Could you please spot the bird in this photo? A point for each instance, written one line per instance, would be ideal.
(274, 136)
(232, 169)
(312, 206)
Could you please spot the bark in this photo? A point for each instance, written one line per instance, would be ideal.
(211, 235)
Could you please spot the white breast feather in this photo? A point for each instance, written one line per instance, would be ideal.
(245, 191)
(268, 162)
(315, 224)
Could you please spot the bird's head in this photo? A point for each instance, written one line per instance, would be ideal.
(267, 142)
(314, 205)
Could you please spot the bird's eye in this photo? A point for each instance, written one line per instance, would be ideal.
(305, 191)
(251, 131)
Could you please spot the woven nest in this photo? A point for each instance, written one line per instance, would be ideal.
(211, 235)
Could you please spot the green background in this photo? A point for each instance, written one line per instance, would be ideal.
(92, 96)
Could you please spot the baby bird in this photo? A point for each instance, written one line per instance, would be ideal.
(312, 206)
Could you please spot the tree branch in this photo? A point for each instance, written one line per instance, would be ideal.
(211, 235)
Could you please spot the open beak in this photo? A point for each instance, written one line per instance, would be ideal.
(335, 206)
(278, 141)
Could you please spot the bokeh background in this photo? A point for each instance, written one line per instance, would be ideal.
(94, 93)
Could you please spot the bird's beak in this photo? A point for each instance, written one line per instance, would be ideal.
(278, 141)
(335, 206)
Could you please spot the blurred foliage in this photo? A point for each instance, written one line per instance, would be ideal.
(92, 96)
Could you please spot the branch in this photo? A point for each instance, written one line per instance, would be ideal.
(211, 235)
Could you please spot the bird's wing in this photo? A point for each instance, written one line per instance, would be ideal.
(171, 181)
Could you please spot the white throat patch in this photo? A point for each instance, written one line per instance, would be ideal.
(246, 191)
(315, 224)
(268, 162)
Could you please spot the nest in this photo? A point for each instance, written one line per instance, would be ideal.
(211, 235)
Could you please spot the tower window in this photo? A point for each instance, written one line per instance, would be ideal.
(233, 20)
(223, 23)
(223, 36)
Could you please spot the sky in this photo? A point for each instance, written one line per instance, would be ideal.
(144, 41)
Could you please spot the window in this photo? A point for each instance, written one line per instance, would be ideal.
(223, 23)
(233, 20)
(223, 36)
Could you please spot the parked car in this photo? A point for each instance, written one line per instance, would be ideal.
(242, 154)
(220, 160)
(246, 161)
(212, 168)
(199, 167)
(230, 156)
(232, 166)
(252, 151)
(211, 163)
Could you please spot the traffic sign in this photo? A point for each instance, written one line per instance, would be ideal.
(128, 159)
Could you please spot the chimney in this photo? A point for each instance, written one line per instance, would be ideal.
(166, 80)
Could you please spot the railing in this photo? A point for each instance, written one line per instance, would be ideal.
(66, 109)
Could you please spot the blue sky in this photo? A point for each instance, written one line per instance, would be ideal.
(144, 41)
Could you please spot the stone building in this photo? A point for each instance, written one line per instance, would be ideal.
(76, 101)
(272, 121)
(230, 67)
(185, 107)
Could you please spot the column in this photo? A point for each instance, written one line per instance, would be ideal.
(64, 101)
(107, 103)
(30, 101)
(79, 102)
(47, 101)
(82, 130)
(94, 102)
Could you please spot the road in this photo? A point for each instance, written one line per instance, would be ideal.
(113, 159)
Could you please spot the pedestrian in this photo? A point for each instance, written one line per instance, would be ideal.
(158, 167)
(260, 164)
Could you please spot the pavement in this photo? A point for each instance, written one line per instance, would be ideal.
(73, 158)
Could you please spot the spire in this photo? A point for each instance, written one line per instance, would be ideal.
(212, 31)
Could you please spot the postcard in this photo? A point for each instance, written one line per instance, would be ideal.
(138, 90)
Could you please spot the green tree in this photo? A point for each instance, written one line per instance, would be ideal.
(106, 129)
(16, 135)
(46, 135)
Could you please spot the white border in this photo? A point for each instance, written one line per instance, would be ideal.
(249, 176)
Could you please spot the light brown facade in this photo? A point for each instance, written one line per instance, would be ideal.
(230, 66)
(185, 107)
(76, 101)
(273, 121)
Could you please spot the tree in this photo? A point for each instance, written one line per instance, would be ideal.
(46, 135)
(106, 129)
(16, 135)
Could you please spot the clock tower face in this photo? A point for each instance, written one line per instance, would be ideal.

- - -

Retype all the data, keeping every character the same.

> [Result]
Could you please spot the bird in this photo? A point for each instance, written one line per instance, would be ideal.
(274, 136)
(232, 169)
(312, 206)
Could you please spot the bark in this photo? A point for each instance, written one line per instance, would be ideal.
(211, 235)
Could you please spot the white breast feather in this photo? A point for each instance, written one line per instance, would be ideal.
(245, 191)
(268, 162)
(315, 224)
Could you please spot the bird's head in this photo? A point for each instance, written one line per instance, would be ideal.
(267, 142)
(314, 205)
Could you please spot the bird's eye in this photo? A point for each instance, written one line per instance, would be ideal.
(305, 191)
(251, 131)
Could you please spot the woven nest in this photo? A point for each instance, written one line per instance, would be ideal.
(211, 235)
Could you please spot the green background in this photo? A point for each instance, written one line per instance, would be ideal.
(92, 96)
Could you please spot the baby bird in this photo? A point for each instance, written one line per instance, would be ideal.
(312, 206)
Could you please spot the tree branch in this photo? A point for each instance, written one line per instance, would be ideal.
(211, 235)
Could you please spot the open beak in this photo? A point for each instance, written one line per instance, would be ideal.
(335, 206)
(278, 141)
Could you please spot the bokeh background in this photo? A point for each instance, written one line per instance, would be ideal.
(94, 93)
Could you please spot the bird's beak in this photo? A point for each instance, written one line per instance, would be ideal.
(278, 141)
(335, 206)
Could you please spot the blurred foliage in this photo? A point for each instance, written one line per instance, would be ideal.
(92, 96)
Could you please spot the branch in this photo? A point for each instance, written one line per instance, would be ideal.
(211, 235)
Could you please spot the bird's wing in this photo? A point for each instance, written one line per instance, would be ideal.
(171, 181)
Could you please spot the white throat patch in this photo? A point for each instance, written one line per instance, would be ideal.
(246, 191)
(315, 224)
(268, 162)
Could you please spot the nest in this photo? A point for each instance, written one line per instance, would be ideal.
(211, 235)
Could you please spot the tower window in this photo? A point for each instance, written one line per instance, would be ideal.
(233, 20)
(223, 23)
(223, 36)
Could you please spot the sky in this photo? A point for each instance, written one line per instance, would be ideal.
(144, 41)
Could you please spot the window in this photo? A point for each instance, written one line per instance, would be ideal.
(223, 23)
(233, 20)
(223, 36)
Could you please spot the parked car in this photo? A point for each instance, written one line per instance, would be ideal.
(242, 154)
(220, 160)
(246, 161)
(212, 168)
(199, 167)
(230, 156)
(232, 166)
(252, 151)
(211, 163)
Could you please spot the traffic sign in this photo? A point for each instance, written one line per instance, would be ideal.
(128, 159)
Could you please spot the chimney in this photo? A point for each instance, written one line per instance, would be ideal.
(166, 80)
Could you please spot the railing in this photo? A point for each instance, written one line per instance, would be ideal.
(66, 109)
Could you please spot the blue sky in this photo? A point for each instance, written one line per instance, would be ideal.
(144, 41)
Could you please spot the stone building in this photo? A point for each instance, written one line per instance, would be ideal.
(76, 101)
(272, 121)
(230, 67)
(185, 107)
Could you please spot the column in this photo? A point for each instance, written one line per instance, would be ideal.
(64, 101)
(107, 103)
(30, 101)
(79, 102)
(47, 101)
(82, 130)
(94, 102)
Could you please spot the road in this photo? A point for each instance, written one line per instance, would be ideal.
(113, 159)
Could you please spot the pedestrian in this photo? A point for each instance, written one line per instance, would be ideal.
(158, 167)
(260, 164)
Could you please spot the pavement in this photo? A point for each instance, written one line per instance, would be ideal.
(73, 158)
Could you please spot the spire in this photo? A point for each instance, written one line per instance, would be ideal.
(212, 31)
Could you please spot the postcard in this photo? A point for each instance, written one line per instance, would be ideal.
(138, 90)
Could you please spot the green tree in this photo? A point for each instance, written one line per instance, would be ideal.
(106, 129)
(16, 135)
(46, 135)
Could you please spot the white border in this photo? A point for each instance, written one line per instance, would be ideal.
(249, 176)
Could you please spot the light brown facade in this photo? A point for each instance, written one line per instance, would be ideal.
(230, 66)
(185, 107)
(76, 101)
(273, 121)
Could you please spot the tree in this photo? A point for each instance, written one line per instance, would be ideal.
(46, 135)
(106, 129)
(16, 135)
Could you please spot the clock tower face in this photo? A point for each instance, written one line per instance, would be ideal.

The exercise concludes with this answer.